At Le French, Hamidou Dia said he and his wife almost shut down the restaurant for a month, but they opted to reopen at 25% after Gov. Polis’ announcement just before the end of the year.

“I think it would have been better for us financially to stay closed,” he said.

“And in my head, the stress, too,” Aminata added. “I think it would have been a good time to take a pause and get ready for what’s next.”

The Dias say they are choosing to continue operating at a loss in January only for their staff, who would otherwise be navigating a broken unemployment system, and who were quite shaken, they say, by the second indoor dining shutdown in the fall. But other restaurateurs say they must close for now, regardless of morale.

“The sobering reality is that our small businesses will save more money during this hibernation — paying rent and utilities — than if we were in operation under reduced capacity,” Aileen and Paul Reilly, who own Uptown Denver’s Beast + Bottle and Coperta restaurants, wrote over email.

“To be honest,” they added, “we don’t view 25% capacity as a financial opportunity. We were still struggling at those levels in November. We’re gonna hold tight with our plan and keep hoping (case) numbers go down.”
══════════
How to complete this task
Reproduce in full, word for word, the text about Denver restaurants weighing reopening at 25% capacity. Rely only on the text about Denver restaurants deciding whether to reopen at 25% capacity.

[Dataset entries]
══════════
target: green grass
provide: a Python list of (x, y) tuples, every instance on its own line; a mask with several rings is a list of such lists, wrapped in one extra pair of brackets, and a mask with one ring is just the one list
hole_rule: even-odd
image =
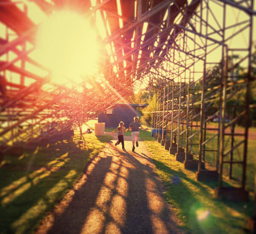
[(47, 212), (81, 177), (88, 161), (111, 138), (94, 134), (59, 141), (17, 157), (6, 155), (0, 168), (0, 233), (33, 233)]
[[(247, 219), (253, 215), (252, 201), (235, 203), (213, 198), (214, 188), (218, 187), (218, 182), (196, 181), (195, 171), (185, 169), (183, 163), (175, 161), (174, 155), (151, 137), (149, 131), (141, 133), (140, 137), (152, 153), (156, 172), (166, 189), (166, 199), (171, 204), (185, 232), (247, 233), (245, 230)], [(254, 160), (253, 155), (249, 150), (248, 162)], [(228, 181), (225, 182), (225, 185), (228, 184)]]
══════════
Expected answer
At Le French, Hamidou Dia said he and his wife almost shut down the restaurant for a month, but they opted to reopen at 25% after Gov. Polis’ announcement just before the end of the year.

“I think it would have been better for us financially to stay closed,” he said.

“And in my head, the stress, too,” Aminata added. “I think it would have been a good time to take a pause and get ready for what’s next.”

The Dias say they are choosing to continue operating at a loss in January only for their staff, who would otherwise be navigating a broken unemployment system, and who were quite shaken, they say, by the second indoor dining shutdown in the fall. But other restaurateurs say they must close for now, regardless of morale.

“The sobering reality is that our small businesses will save more money during this hibernation — paying rent and utilities — than if we were in operation under reduced capacity,” Aileen and Paul Reilly, who own Uptown Denver’s Beast + Bottle and Coperta restaurants, wrote over email.

“To be honest,” they added, “we don’t view 25% capacity as a financial opportunity. We were still struggling at those levels in November. We’re gonna hold tight with our plan and keep hoping (case) numbers go down.”